* Aim of the task:
Copy out every one of the following rows, substituting "each on its own line" for each occurrence of "one per line" and changing nothing else.

▬▬▬▬▬▬

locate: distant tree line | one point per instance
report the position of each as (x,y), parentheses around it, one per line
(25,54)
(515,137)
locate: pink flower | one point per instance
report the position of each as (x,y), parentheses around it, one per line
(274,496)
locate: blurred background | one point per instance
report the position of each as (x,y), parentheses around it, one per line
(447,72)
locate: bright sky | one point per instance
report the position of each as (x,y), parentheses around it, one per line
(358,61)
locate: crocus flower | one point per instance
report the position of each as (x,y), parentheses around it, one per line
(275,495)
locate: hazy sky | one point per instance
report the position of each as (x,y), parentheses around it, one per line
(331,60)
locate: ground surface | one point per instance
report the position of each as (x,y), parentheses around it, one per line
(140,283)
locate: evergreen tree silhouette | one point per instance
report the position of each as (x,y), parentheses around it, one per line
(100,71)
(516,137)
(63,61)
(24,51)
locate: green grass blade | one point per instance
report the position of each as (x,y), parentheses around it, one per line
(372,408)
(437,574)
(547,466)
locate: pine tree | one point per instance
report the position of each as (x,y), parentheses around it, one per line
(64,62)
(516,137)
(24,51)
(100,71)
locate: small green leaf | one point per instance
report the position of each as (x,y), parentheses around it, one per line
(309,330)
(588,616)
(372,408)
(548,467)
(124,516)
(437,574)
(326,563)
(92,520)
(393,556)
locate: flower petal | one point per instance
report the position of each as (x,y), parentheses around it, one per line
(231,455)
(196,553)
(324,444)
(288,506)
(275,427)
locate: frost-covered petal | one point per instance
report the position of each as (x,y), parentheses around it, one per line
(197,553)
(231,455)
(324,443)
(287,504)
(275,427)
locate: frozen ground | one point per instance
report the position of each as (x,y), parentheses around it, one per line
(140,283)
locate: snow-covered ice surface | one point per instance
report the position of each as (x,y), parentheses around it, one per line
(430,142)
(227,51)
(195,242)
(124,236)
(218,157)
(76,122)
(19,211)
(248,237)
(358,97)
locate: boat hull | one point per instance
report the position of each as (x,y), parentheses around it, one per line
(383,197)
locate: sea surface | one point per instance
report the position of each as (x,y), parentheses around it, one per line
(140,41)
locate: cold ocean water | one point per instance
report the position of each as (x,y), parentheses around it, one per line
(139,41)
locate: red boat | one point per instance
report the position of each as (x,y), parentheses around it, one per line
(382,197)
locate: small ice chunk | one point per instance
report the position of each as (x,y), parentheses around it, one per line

▬▬▬▬▬▬

* Complete answer:
locate: distant tree line | one point per instance
report the position of each as (x,y), parentheses around it, each on its own line
(25,54)
(515,137)
locate: pink flower | one point per instance
report the position of each as (x,y), parentheses around it, each on its own line
(274,496)
locate: blurred background | one point per instance
report the position of each as (x,y), parentheses around it, each on its own line
(447,72)
locate: bright sky | one point per instance
report the position of each as (x,y), parentheses around it, each on its own line
(358,61)
locate: crocus flower | one point per instance
report the position of each as (x,y), parentheses around it, each on its own line
(275,495)
locate: hazy sky | one point per instance
report the position of each as (x,y), parentheses around it, each on its own line
(331,60)
locate: ground surface | one point per instance
report the position of each as (x,y), parentheses around it, each on its own line
(140,283)
locate: evergreen tree silhouette | one point per instance
report the position of each as (x,y), parentheses around it, each on its own line
(100,71)
(516,137)
(63,61)
(24,51)
locate: green grass blade | one point per instance
report the position of each as (x,y), parentheses around it, each on its own line
(372,408)
(437,574)
(547,466)
locate: pine tree | one point per instance
report the position of each as (x,y), parentheses around it, each on its own line
(64,62)
(516,137)
(24,51)
(100,71)
locate: small green leaf | one point per instance
report the position of each as (x,y), parentheses around it, each on its own line
(309,330)
(588,616)
(372,408)
(548,467)
(124,516)
(437,574)
(326,563)
(92,520)
(393,556)
locate: flower petal | one point per instance
report the position of each as (x,y), parentheses around it, each on its own line
(231,455)
(196,553)
(324,444)
(288,506)
(275,427)
locate: frost-covered petal | one point per instance
report the position of each as (x,y), parentheses around it, each on its own line
(197,553)
(231,455)
(324,443)
(287,504)
(275,427)
locate: frozen ground | one point per instance
report the position of each as (x,y), parentheses around it, each on its own line
(140,283)
locate: snow-covered ice surface | one point per instance
report the position of each as (x,y), parentheses around it, each on its own line
(430,142)
(227,51)
(195,242)
(124,236)
(218,157)
(76,122)
(19,211)
(248,237)
(358,97)
locate: boat hull | one point per instance
report the position of each as (x,y), parentheses around it, each on its own line
(383,197)
locate: sea surface | one point per instance
report the position of each as (x,y), parentheses around it, each on its own line
(140,41)
locate: cold ocean water | one point per instance
report the position of each as (x,y), parentheses around it, each on its own line
(139,41)
locate: red boat | one point per instance
report the position of each as (x,y), parentheses around it, each on its own line
(382,197)
locate: small ice chunk | one point per instance
report the position of each as (x,y), parentheses around it, each on its own line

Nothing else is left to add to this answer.